__GIVEN TASK__: Recast the entries from the start through the line containing "x=222, y=165" as a two-column CSV with the headers entry_text and answer, one row per entry. Put each entry's text and its answer in a single quoted field each, turn line breaks into spaces, and leave out the pictures.

__DATA RECORDS__:
-- Start --

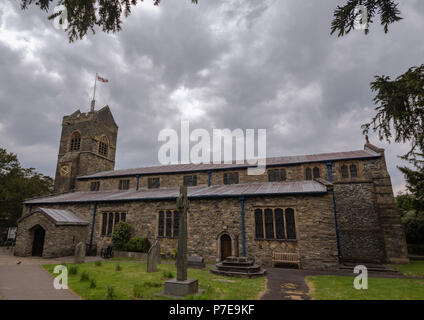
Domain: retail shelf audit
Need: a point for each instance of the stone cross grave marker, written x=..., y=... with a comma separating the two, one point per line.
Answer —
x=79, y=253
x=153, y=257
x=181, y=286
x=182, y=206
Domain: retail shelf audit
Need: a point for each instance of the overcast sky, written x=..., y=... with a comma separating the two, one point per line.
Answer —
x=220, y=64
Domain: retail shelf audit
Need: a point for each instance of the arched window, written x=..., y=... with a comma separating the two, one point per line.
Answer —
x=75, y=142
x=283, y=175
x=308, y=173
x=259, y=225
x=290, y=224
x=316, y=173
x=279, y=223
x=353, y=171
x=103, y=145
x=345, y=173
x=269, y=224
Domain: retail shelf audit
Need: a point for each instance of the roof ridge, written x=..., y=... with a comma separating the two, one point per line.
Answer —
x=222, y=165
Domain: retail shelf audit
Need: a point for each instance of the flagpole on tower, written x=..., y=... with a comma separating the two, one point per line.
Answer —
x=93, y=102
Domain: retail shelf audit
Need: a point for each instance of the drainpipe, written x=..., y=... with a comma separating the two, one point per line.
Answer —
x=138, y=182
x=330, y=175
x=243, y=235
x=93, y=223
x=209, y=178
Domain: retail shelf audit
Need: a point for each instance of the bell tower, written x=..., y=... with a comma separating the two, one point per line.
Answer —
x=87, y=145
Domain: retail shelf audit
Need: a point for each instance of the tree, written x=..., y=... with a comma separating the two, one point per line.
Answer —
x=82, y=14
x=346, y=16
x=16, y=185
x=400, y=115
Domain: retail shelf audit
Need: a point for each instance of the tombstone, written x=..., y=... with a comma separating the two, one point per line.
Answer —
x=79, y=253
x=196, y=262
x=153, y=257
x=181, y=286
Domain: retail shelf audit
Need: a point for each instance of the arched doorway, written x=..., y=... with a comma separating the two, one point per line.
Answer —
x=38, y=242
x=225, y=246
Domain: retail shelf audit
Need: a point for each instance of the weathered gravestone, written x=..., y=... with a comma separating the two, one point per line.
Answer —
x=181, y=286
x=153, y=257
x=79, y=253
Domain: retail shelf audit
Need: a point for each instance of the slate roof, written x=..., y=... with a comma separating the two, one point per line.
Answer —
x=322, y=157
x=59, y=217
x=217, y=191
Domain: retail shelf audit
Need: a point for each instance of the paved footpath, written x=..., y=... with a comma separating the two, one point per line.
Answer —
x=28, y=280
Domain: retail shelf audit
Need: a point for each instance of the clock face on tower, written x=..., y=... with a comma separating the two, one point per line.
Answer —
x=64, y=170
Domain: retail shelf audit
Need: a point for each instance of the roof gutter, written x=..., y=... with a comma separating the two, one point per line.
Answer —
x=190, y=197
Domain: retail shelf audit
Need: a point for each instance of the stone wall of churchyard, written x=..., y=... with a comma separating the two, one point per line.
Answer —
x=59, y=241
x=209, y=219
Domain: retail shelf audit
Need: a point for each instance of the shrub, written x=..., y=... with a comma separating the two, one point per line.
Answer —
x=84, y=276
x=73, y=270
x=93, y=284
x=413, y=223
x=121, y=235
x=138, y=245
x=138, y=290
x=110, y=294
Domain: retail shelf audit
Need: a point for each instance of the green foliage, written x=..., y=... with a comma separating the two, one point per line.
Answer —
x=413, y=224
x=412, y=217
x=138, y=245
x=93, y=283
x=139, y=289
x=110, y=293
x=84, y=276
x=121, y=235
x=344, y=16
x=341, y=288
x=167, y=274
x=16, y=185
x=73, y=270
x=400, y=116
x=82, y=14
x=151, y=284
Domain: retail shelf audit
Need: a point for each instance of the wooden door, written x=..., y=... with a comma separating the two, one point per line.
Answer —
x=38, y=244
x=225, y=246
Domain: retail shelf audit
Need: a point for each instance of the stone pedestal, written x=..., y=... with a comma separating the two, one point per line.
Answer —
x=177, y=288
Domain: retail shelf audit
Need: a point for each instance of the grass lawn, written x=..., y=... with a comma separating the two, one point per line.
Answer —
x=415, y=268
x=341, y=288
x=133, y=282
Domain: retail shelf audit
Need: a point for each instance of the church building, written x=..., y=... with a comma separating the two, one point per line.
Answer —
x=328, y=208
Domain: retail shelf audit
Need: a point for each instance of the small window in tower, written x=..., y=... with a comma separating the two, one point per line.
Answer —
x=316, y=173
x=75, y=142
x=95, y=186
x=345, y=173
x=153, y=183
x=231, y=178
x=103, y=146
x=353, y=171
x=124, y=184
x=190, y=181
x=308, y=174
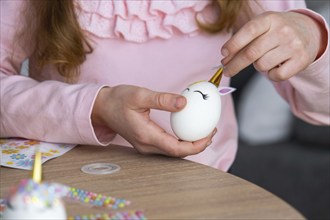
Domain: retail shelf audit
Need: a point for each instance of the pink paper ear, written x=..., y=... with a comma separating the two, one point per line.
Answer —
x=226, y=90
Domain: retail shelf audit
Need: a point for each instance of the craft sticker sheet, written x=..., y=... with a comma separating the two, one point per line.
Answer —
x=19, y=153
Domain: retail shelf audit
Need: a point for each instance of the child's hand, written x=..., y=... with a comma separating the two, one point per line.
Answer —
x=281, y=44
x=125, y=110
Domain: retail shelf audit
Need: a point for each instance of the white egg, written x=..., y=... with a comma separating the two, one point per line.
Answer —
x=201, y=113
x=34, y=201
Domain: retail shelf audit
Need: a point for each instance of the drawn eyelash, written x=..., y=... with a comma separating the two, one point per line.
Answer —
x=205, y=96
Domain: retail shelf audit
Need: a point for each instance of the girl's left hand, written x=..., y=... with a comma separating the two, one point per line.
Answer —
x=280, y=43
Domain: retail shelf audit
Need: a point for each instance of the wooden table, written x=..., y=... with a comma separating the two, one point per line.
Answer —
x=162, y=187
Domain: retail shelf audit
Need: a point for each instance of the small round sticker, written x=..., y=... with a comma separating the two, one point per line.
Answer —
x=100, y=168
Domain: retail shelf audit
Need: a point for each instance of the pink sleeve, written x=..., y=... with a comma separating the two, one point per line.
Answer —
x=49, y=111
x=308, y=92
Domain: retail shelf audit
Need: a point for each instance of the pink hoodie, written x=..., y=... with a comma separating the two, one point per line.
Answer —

-- End --

__OUTPUT BELOW__:
entry_text,answer
"Domain: retail shelf audit Need: a point for each instance of the stone cross grave marker, written x=..., y=... with a comma separating the two, one point per line. Answer —","x=79, y=253 x=153, y=257 x=181, y=286 x=182, y=206"
"Domain: retail shelf audit Need: a point for each instance of the overcast sky, written x=..., y=... with a comma separating the two, one point per line. Answer —","x=220, y=64"
"Domain: retail shelf audit Need: a point for each instance of the arched window, written x=..., y=... with a comma separating the two, one point per line. Answer —","x=75, y=142 x=283, y=175 x=308, y=173 x=259, y=225 x=290, y=224 x=316, y=173 x=279, y=223 x=353, y=171 x=103, y=145 x=345, y=173 x=269, y=224"
"Domain: retail shelf audit Need: a point for each instance of the roof ridge, written x=..., y=... with a comma separating the two, one point per line. Answer —","x=222, y=165"